*** Angezeigter Text ***

Kurzüberblick Fallarbeit/Kasuistik

1. Was ist Kasuistik?

  • Kasuistik fragt: „Was ist der Fall?“ und „Was steckt dahinter?“
  • Unterschiedliche Analyseperspektiven in Wissenschaft und Praxis

Wissenschaft nutzt Fallanalysen, um allgemeines systematisches Wissen zu generieren, das wissenschaftliche Wahrheitskriterien erfüllt.

Praxis nutzt Fallanalysen, um einzelne Fallmerkmale herauszuarbeiten und zu einer individuellen Falldeutung zu verdichten, die Lösungswege und Handlungsmöglichkeiten für die praktische Arbeit hervorbringt.

2. Zwei Beispiele von kasuistischen Zugriffen auf Fälle: Burkhard Müller (2016) und Braun et al. (2011)

*** Erfasste Daten ***

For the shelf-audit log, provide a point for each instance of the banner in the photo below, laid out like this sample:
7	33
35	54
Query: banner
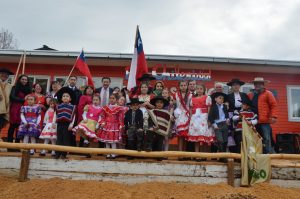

***

Aufgabe: Gib aus dem Kurzüberblick zur Kasuistik den Abschnitt wörtlich wieder, der mit den Worten „Kurzüberblick Fallarbeit/Kasuistik“ beginnt und mit „et al. (2011)“ endet.

Antwort:
Kurzüberblick Fallarbeit/Kasuistik

1. Was ist Kasuistik?

  • Kasuistik fragt: „Was ist der Fall?“ und „Was steckt dahinter?“
  • Unterschiedliche Analyseperspektiven in Wissenschaft und Praxis

Wissenschaft nutzt Fallanalysen, um allgemeines systematisches Wissen zu generieren, das wissenschaftliche Wahrheitskriterien erfüllt.

Praxis nutzt Fallanalysen, um einzelne Fallmerkmale herauszuarbeiten und zu einer individuellen Falldeutung zu verdichten, die Lösungswege und Handlungsmöglichkeiten für die praktische Arbeit hervorbringt.

2. Zwei Beispiele von kasuistischen Zugriffen auf Fälle: Burkhard Müller (2016) und Braun et al. (2011)